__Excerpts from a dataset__
_ _ _ _ _ _ _
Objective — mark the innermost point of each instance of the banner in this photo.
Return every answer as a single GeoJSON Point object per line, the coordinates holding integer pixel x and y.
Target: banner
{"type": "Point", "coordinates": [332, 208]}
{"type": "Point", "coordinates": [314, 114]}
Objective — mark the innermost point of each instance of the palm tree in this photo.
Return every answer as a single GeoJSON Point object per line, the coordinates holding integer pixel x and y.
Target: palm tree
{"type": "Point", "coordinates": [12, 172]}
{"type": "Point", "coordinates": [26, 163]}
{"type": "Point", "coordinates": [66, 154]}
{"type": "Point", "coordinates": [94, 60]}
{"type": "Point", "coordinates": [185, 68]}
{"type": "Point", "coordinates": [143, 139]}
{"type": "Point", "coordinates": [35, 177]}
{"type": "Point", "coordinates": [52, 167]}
_ _ _ _ _ _ _
Copy each line containing the word "instance" from the data.

Objective — mark the innermost point of each instance of the banner in this photo.
Objective — mark the innermost point of each instance of the palm tree in this photo.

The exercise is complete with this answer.